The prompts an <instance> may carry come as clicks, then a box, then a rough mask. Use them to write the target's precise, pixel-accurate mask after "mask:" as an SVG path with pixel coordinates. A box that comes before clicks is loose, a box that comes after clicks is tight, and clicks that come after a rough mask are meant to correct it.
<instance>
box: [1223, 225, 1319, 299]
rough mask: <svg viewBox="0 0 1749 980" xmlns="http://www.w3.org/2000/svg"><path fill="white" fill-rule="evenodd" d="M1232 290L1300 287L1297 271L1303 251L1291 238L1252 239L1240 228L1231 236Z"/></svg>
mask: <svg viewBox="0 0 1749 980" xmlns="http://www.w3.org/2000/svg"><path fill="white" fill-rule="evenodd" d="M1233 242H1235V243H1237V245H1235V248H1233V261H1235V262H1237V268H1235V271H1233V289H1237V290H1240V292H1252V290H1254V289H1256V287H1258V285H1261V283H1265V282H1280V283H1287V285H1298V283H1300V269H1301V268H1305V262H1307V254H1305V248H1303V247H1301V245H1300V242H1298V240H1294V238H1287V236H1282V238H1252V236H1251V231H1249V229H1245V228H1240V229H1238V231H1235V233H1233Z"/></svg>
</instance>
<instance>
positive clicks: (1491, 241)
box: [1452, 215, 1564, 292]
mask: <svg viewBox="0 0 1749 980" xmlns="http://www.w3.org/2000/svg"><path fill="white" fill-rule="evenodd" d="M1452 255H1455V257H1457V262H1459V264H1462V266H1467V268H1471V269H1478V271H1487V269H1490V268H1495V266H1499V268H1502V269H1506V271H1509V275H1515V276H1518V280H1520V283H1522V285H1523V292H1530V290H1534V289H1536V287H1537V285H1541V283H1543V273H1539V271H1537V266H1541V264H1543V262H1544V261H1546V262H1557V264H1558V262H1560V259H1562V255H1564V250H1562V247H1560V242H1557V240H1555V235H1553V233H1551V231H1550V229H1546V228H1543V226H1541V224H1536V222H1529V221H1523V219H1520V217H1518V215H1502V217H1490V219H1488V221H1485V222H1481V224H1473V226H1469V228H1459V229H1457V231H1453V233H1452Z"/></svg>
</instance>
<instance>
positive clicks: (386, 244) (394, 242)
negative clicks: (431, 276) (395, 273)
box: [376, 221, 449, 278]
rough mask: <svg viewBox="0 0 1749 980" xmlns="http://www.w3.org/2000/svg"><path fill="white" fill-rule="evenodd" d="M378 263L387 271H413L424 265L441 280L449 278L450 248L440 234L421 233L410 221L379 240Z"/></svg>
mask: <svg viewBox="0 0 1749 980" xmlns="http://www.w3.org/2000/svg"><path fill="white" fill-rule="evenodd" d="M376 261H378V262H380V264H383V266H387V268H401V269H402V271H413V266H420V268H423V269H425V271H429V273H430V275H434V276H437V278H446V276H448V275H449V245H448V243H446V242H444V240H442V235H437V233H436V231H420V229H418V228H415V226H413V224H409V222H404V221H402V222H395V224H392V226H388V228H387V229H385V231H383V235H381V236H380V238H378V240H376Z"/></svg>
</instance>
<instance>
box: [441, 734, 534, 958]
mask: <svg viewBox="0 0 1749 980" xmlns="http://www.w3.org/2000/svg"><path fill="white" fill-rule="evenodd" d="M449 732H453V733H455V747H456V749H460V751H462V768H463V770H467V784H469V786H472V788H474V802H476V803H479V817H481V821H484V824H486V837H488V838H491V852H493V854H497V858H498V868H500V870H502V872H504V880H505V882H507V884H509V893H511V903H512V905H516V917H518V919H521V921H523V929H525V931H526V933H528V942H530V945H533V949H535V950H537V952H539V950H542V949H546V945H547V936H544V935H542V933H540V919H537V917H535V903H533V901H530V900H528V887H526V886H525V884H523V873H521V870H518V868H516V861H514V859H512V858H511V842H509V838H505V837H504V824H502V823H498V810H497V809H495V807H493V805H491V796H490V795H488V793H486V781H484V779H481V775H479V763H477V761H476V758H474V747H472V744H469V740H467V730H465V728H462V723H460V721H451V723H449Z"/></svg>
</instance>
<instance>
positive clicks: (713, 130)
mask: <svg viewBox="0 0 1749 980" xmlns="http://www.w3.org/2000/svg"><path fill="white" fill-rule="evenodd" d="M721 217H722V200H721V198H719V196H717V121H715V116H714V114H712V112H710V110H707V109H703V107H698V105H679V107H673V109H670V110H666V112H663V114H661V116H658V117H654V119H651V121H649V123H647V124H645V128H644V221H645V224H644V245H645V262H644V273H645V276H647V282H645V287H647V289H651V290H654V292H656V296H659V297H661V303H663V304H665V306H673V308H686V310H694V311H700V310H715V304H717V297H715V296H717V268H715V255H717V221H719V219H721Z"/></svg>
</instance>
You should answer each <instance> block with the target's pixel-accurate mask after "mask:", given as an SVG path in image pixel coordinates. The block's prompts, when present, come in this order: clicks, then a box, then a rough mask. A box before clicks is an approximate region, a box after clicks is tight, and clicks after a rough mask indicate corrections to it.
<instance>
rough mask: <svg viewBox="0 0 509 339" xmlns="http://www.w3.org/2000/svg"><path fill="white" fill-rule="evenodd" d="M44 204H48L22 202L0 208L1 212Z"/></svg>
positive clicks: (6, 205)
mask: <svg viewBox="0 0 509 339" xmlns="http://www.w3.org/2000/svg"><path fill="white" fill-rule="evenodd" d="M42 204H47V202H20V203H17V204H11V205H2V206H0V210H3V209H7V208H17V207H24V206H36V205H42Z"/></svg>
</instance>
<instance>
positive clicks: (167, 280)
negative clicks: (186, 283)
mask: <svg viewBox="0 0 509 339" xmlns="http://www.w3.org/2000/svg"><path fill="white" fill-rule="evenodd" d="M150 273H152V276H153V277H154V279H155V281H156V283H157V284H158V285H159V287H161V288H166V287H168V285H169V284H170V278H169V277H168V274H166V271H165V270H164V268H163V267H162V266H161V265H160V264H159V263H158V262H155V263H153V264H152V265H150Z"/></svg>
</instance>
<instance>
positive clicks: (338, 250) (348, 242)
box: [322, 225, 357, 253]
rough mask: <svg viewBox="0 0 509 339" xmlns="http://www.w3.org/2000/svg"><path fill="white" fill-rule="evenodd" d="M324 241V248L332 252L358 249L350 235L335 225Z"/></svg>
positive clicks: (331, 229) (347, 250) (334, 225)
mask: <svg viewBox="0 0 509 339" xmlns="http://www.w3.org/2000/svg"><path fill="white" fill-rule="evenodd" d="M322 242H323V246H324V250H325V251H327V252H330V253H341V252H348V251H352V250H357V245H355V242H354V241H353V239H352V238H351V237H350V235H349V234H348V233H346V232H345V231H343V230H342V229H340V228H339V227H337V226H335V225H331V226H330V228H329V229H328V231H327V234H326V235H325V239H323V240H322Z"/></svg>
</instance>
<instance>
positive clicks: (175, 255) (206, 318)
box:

## What this task involves
Copy the entries above verbatim, from the start of the entries through the line that contains "box: [376, 221, 449, 278]", with both ends included.

## Reply
The prompts an <instance> may carry come as clicks, then a box, then a rough mask. Use them to write the target's precise, pixel-accurate mask after "mask:" as an SVG path with pixel coordinates. A box that comes before clicks is loose, a box that comes after clicks is tight, and clicks that come after a rough mask are meant to correct it.
<instance>
box: [1223, 225, 1319, 299]
rough mask: <svg viewBox="0 0 1749 980" xmlns="http://www.w3.org/2000/svg"><path fill="white" fill-rule="evenodd" d="M1232 290L1300 287L1297 271L1303 251L1291 238L1252 239L1240 228L1231 236Z"/></svg>
mask: <svg viewBox="0 0 1749 980" xmlns="http://www.w3.org/2000/svg"><path fill="white" fill-rule="evenodd" d="M1233 242H1235V243H1237V245H1235V248H1233V261H1235V262H1237V268H1235V271H1233V289H1237V290H1240V292H1252V290H1254V289H1256V287H1258V285H1261V283H1265V282H1280V283H1287V285H1298V283H1300V269H1301V268H1305V262H1307V254H1305V248H1303V247H1301V245H1300V242H1298V240H1294V238H1287V236H1282V238H1252V236H1251V231H1249V229H1245V228H1240V229H1238V231H1235V233H1233Z"/></svg>
</instance>
<instance>
positive clicks: (1491, 241)
box: [1452, 215, 1564, 292]
mask: <svg viewBox="0 0 1749 980" xmlns="http://www.w3.org/2000/svg"><path fill="white" fill-rule="evenodd" d="M1452 255H1455V257H1457V262H1459V264H1462V266H1467V268H1471V269H1478V271H1487V269H1490V268H1495V266H1499V268H1502V269H1506V271H1509V275H1515V276H1518V280H1520V283H1522V285H1523V292H1530V290H1534V289H1536V287H1537V285H1541V283H1543V273H1539V271H1537V266H1541V264H1543V262H1544V261H1546V262H1557V264H1558V262H1560V259H1562V255H1564V250H1562V247H1560V242H1557V240H1555V235H1553V233H1551V231H1550V229H1546V228H1543V226H1541V224H1536V222H1529V221H1523V219H1520V217H1518V215H1502V217H1490V219H1488V221H1485V222H1481V224H1473V226H1469V228H1459V229H1457V231H1453V233H1452Z"/></svg>
</instance>
<instance>
positive clicks: (386, 244) (394, 242)
negative clicks: (431, 276) (395, 273)
box: [376, 221, 449, 278]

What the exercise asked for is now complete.